Task directions —
Pick out every line in the records below that contains the word "lamp" and copy each of those lines unchanged.

Material for this task —

+--

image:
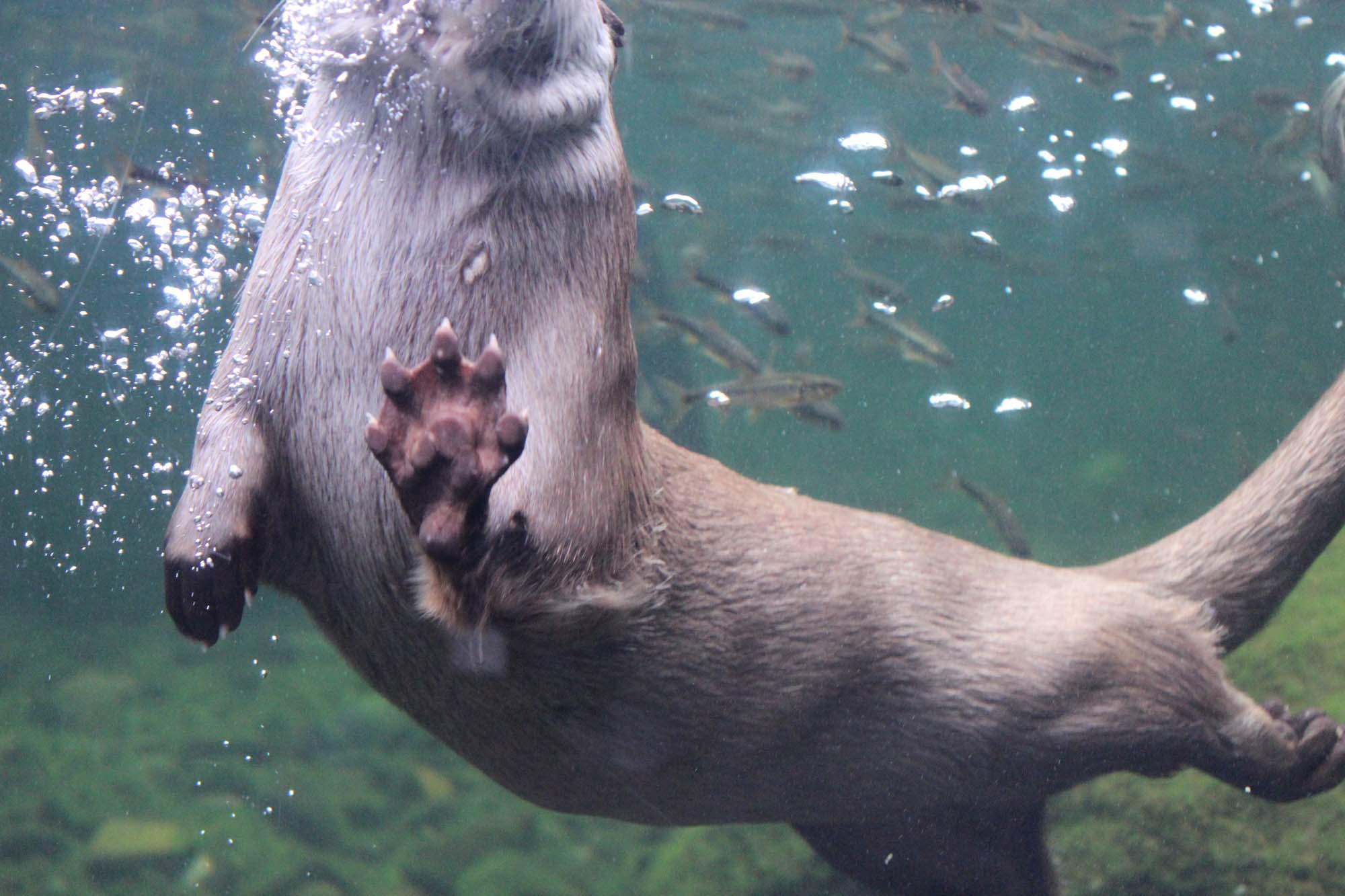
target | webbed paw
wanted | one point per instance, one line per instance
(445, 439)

+--

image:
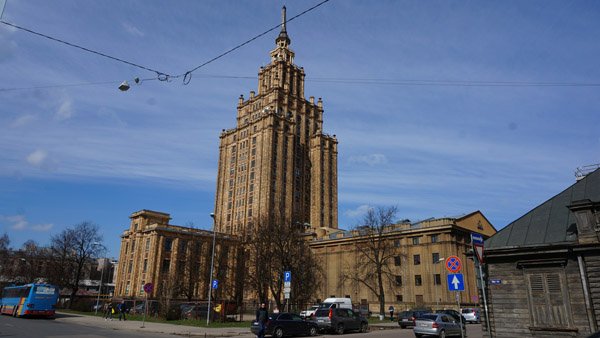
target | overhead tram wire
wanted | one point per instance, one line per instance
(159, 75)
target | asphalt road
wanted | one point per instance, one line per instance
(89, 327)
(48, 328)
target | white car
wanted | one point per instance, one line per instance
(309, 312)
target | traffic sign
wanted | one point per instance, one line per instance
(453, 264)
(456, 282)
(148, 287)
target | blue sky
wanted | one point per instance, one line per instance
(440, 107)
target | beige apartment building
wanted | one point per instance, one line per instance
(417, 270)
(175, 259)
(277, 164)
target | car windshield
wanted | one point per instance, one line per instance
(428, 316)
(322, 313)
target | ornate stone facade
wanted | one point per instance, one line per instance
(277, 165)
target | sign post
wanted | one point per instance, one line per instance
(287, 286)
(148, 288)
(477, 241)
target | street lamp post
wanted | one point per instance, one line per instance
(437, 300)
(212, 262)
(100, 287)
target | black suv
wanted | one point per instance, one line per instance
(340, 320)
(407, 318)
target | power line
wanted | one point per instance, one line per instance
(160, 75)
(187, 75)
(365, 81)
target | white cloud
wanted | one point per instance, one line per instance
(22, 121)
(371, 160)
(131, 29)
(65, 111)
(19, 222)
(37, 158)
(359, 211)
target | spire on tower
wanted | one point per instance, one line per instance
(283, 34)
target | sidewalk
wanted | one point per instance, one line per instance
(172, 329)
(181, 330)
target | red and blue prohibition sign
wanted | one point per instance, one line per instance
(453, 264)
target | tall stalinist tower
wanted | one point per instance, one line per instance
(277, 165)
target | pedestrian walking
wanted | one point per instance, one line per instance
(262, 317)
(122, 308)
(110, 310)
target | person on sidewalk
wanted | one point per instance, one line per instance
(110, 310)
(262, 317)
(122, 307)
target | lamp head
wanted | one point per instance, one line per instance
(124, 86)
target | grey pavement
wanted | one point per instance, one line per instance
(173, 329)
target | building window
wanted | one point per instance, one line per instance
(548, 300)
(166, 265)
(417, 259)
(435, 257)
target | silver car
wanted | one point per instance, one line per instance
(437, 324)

+--

Response to this task —
target | street lamp post
target | lamp head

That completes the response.